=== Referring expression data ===

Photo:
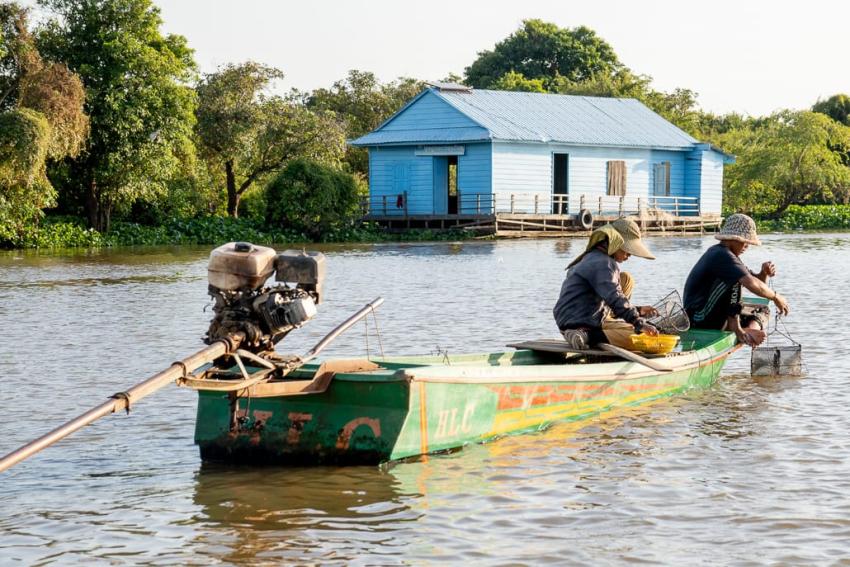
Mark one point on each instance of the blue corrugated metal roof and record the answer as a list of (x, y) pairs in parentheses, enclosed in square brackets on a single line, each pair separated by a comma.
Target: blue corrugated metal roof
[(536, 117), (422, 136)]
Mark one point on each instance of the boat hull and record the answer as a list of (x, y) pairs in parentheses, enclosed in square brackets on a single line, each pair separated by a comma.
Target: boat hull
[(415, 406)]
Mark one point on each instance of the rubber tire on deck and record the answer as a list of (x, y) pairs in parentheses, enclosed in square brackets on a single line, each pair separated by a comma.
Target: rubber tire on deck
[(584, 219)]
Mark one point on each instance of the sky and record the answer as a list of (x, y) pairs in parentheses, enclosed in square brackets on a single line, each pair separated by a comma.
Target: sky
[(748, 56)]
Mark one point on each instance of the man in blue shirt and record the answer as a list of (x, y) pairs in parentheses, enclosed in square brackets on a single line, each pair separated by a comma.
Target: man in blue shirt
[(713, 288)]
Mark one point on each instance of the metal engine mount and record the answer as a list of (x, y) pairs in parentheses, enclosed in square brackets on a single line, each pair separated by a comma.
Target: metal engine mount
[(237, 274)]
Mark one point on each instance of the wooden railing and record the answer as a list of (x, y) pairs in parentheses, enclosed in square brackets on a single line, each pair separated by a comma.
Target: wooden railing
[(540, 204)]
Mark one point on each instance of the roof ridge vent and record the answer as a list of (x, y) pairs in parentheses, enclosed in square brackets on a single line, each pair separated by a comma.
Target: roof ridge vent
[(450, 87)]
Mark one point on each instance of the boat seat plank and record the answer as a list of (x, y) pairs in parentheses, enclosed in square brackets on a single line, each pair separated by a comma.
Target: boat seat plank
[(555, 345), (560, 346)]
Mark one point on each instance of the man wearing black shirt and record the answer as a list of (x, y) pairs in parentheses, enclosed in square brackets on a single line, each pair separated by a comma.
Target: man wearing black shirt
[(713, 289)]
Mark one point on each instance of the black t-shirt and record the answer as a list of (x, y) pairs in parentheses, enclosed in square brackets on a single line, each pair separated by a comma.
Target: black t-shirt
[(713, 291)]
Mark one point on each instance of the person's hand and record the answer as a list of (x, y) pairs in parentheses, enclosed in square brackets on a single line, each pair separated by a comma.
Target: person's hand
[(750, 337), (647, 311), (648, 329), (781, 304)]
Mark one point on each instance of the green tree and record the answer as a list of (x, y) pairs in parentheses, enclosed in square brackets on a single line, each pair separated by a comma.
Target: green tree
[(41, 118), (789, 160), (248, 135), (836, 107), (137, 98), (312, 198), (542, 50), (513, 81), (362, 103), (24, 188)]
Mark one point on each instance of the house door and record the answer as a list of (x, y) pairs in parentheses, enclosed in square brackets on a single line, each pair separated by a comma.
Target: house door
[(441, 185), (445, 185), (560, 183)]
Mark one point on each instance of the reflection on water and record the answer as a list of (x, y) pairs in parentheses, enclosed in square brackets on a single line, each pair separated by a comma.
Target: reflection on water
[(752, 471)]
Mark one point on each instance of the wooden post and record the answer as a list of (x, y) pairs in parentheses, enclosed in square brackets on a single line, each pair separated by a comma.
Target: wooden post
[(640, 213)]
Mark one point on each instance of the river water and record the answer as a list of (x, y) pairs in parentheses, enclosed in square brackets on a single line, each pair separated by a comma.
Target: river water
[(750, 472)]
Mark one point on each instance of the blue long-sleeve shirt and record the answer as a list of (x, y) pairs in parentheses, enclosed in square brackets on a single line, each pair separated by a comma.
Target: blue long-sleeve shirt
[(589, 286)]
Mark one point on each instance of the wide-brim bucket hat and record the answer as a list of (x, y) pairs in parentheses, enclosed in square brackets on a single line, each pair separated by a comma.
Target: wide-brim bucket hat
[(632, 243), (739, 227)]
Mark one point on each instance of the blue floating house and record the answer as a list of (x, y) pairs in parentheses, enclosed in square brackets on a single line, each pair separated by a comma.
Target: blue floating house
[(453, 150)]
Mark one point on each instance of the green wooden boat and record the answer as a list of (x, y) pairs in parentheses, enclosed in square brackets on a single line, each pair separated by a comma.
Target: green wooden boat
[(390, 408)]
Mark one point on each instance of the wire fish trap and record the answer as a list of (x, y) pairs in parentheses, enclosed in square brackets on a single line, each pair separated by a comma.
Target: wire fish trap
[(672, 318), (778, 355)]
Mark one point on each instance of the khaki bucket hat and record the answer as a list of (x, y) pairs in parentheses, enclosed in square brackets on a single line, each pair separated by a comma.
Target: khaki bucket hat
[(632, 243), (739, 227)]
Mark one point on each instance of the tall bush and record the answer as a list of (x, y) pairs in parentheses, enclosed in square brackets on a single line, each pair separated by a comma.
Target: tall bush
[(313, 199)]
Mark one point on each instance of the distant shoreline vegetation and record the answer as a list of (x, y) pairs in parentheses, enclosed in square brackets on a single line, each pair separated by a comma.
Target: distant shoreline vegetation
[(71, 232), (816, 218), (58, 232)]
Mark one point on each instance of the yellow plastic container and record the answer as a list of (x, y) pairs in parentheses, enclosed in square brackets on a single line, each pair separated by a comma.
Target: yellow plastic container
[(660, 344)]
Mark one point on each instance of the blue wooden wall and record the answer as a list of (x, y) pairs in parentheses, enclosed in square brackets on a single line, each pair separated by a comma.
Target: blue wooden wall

=== Exercise requirements ===
Once you have counted the lines of the data that contain the word "wall", please reply with that number alone.

=== Exercise solution ===
2